Exercise ::
Resume the article on abortion pill distribution after the Dobbs decision, picking up right after its last sentence.

Three years after the landmark Dobbs Supreme Court decision, the mission of Care Net—to offer compassion, hope, and help to women and men at risk for abortion—remains as urgent as ever.

This reality was underscored by a recent study in the Journal of the American Medical Association (JAMA), which found that the rise in abortion pill distribution has been a major driver of abortion statistics in recent years. The research project, led by University of Texas at Austin Professor Dr. AbigailR.A.Aiken, was entitled, Provision of Abortion Medications Using Online Asynchronous Telemedicine Under Shield Laws in the US.

Despite the high number of state-level abortion bans following the overturn of Roe v. Wade, recent data suggest that abortion rates have remained steady or even increased, the JAMA study concluded.

This trend may be explained, at least in part, “by the growing use of online asynchronous telemedicine abortion services—particularly those operating under shield laws, which allow U.S.-licensed clinicians to provide abortion medications to patients in ban states with protection from legal liability.”

In his latest book, Care Net President and CEO Roland Warren said the use of chemical abortion pills has surged, reshaping the landscape of abortion in America.

“An alarming 63 percent of abortions now occur via the abortion pill,” Roland writes in The Alternative to Abortion: Why We Must be Pro Abundant Life. “As a result, every bathroom in every home or college dorm room is now a potential abortion clinic.”

“Prior to the ubiquity of the abortion pill, which is readily available online or at many local pharmacies, it was generally nine days from the time a woman confirmed her pregnancy until she scheduled her abortion. Unfortunately, now the timeline has gone from nine days to nine inches—the distance from her hand to her mouth with the abortion pill.”

​In the JAMA study, researchers analyzed 15 months of data from Aid Access, a nonprofit organization that provides abortion pills to patients in all 50 states and the District of Columbia.

In a recent article, The Guardian reported that Aid Access shipped almost 120,000 packs of abortion pills to US residents between July 2023 and August 2024 – nearly 100,000 of whom lived in states that outlaw the procedure or have laws on the books that ban the mailing of abortion pills. Abortion pill distribution rates were more than three times higher in states that ban abortion compared with those that do not.

“Aid Access leverages shield laws to mail abortion medications to residents in 24 states with near-total or telemedicine bans, operating without the need for such protections in states where telemedicine abortion is legally accessible,” the study noted.

Data excerpts ::
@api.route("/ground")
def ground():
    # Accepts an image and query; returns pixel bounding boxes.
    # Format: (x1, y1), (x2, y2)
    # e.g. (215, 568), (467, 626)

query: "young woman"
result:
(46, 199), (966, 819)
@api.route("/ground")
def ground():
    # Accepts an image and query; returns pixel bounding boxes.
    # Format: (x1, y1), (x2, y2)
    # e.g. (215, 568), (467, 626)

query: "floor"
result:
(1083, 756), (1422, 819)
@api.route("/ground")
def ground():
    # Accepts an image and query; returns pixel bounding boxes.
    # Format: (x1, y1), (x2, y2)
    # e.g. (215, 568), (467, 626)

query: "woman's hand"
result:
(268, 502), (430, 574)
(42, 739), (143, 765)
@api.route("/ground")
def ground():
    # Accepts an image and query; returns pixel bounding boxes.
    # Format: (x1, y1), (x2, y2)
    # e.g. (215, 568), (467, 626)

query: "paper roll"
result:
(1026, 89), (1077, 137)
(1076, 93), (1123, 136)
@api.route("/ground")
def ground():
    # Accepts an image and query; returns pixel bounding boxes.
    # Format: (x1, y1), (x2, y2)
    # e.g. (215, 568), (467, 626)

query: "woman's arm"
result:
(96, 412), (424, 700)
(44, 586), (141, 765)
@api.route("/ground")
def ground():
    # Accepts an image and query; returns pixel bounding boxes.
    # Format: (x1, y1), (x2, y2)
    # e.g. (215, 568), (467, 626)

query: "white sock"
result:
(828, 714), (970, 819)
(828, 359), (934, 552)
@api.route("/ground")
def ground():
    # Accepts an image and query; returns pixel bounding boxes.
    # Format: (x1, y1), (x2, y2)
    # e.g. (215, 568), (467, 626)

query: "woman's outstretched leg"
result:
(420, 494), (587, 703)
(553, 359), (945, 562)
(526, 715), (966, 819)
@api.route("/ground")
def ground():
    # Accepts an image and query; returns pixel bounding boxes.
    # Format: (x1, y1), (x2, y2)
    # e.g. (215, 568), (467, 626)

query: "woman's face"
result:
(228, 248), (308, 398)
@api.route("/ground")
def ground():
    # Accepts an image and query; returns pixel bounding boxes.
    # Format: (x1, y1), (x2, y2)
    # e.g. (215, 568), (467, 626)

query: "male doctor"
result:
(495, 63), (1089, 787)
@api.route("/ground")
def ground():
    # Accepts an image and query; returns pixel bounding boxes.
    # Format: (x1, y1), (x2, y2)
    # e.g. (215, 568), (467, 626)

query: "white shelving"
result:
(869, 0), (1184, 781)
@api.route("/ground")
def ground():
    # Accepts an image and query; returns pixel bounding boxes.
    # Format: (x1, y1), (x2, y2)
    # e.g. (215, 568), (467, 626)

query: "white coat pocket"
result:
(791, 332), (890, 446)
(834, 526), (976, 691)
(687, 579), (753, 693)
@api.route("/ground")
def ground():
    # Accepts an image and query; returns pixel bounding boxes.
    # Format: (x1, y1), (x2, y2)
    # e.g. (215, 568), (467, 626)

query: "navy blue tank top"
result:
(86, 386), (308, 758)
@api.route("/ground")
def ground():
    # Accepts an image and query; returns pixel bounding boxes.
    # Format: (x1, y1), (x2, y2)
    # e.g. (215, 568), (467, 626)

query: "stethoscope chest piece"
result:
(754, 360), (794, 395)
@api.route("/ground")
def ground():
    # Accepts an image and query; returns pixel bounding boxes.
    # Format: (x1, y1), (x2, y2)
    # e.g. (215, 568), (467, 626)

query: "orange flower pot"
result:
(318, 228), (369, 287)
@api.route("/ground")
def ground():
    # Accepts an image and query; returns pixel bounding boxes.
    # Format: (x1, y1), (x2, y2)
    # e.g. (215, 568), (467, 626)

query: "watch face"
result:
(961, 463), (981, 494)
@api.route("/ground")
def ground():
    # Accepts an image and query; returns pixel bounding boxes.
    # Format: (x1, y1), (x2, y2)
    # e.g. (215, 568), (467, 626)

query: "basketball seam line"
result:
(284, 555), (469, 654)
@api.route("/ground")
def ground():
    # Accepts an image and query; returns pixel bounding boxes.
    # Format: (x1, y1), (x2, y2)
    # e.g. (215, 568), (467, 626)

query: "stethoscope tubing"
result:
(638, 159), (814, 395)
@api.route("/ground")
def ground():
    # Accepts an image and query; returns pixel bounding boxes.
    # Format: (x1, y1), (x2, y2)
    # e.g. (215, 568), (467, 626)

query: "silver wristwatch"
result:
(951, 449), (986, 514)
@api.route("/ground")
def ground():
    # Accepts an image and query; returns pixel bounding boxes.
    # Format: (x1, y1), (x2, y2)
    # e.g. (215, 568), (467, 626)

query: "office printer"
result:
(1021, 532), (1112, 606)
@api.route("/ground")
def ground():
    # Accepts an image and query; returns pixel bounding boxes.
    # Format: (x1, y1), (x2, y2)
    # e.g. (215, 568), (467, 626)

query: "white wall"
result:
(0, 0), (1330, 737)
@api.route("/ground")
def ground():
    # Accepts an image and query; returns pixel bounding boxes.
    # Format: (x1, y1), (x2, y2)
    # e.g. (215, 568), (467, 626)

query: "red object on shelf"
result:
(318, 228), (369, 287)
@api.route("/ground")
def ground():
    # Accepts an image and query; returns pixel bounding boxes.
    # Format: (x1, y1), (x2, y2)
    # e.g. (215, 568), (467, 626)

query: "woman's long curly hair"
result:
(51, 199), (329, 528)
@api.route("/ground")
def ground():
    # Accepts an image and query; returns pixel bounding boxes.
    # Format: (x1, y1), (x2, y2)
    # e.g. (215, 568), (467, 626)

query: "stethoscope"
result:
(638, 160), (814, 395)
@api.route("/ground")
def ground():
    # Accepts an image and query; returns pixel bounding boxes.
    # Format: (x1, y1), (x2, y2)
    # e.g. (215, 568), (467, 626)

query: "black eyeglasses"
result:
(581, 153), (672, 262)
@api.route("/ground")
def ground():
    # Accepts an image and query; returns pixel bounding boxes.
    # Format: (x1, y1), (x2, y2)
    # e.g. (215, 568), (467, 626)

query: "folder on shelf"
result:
--
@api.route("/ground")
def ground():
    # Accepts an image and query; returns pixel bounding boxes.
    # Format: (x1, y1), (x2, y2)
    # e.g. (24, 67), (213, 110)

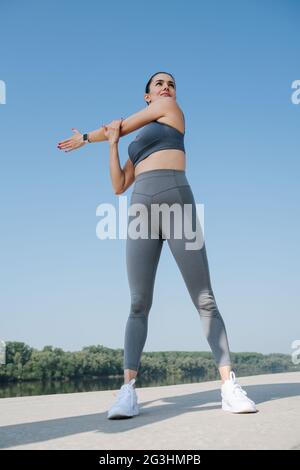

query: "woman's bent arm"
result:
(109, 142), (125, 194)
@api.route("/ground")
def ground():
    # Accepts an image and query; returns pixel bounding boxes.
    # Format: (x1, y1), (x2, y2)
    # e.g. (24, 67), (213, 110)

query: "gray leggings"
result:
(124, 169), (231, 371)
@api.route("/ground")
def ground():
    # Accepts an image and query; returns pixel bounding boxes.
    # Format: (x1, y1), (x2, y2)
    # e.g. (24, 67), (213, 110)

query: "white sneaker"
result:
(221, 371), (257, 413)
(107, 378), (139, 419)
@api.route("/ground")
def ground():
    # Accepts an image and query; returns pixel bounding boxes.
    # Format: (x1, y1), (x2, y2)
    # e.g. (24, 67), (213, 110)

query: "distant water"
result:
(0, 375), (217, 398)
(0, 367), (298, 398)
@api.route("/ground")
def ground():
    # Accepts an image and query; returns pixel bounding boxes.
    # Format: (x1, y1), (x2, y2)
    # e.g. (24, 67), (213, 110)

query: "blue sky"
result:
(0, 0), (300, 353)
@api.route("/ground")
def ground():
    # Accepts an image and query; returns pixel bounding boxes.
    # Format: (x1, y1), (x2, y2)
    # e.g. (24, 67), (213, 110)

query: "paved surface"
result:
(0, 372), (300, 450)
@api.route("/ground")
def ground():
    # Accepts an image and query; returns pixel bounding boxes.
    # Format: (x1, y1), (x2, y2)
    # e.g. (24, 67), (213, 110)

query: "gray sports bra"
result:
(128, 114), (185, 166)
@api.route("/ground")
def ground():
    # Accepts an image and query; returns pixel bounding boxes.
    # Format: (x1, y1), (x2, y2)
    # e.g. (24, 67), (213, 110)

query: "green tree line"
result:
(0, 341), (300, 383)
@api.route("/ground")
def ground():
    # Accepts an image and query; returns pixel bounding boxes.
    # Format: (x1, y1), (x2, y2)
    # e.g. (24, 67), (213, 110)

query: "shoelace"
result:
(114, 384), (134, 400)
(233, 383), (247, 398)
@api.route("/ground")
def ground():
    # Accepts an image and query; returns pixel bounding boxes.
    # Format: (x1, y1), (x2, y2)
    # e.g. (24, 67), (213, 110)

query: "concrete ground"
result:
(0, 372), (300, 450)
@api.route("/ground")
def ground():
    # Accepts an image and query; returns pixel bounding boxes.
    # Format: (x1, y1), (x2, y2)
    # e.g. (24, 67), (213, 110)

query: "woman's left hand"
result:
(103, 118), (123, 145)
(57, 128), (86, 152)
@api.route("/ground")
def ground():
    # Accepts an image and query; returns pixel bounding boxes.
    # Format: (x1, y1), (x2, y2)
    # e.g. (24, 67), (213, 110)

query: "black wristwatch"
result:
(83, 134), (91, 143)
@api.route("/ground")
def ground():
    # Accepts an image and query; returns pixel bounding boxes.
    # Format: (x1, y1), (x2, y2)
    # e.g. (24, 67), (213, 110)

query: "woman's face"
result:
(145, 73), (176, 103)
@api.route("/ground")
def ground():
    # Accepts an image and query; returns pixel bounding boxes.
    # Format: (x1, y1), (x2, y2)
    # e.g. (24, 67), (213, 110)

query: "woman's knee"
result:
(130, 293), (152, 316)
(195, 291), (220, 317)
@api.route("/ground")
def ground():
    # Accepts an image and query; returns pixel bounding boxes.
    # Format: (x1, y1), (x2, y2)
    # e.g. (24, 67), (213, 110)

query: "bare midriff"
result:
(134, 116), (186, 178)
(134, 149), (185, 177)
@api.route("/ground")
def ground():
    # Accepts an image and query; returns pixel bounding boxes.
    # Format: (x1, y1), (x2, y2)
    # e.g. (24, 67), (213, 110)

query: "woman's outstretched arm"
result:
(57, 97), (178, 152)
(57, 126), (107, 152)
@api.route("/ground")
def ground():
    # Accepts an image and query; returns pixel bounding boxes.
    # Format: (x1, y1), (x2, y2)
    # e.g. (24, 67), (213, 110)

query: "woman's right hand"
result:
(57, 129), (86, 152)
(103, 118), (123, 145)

Exercise output ::
Shield laws are significantly shaping abortion pill access in the post-Dobbs era. The growing tension between shield law states and states enforcing abortion bans, such as Texas, has already led to high-profile court battles over cross-border enforcement. Legal experts warn that as more of these cases emerge, the conflict could ultimately land before the U.S. Supreme Court, potentially setting a national precedent on the reach and validity of shield laws.

To address this abortion pill epidemic, organizations like Care Net, which has a network of 1,200 pregnancy resource centers nationwide, are adapting to minister to the increasing number of women who are considering abortion pills.

In The Alternative to Abortion, Roland Warren notes that callers to Care Net’s Pregnancy Decision Line (PDL) sometimes have their abortion pills in hand when they make the call.

“Care Net is continuously evaluating and expanding the services we offer through PDL. We now have nurses who can answer questions about the abortion pill and other abortion procedures that require more medical expertise,” he said.

Thankfully, there are many testimonies of women who had already taken the abortion pill or were considering it and found hope after connecting with the Pregnancy Decision Line. In several cases, timely support, medical intervention for abortion pill reversal, and compassionate coaching led these women to continue their pregnancies and choose life for their babies.

For those of us committed to a Pro Abundant Life ethic, this new data on abortion pill access presents both a challenge and an opportunity—to meet women earlier in their decision-making process with compassion, support, and resources.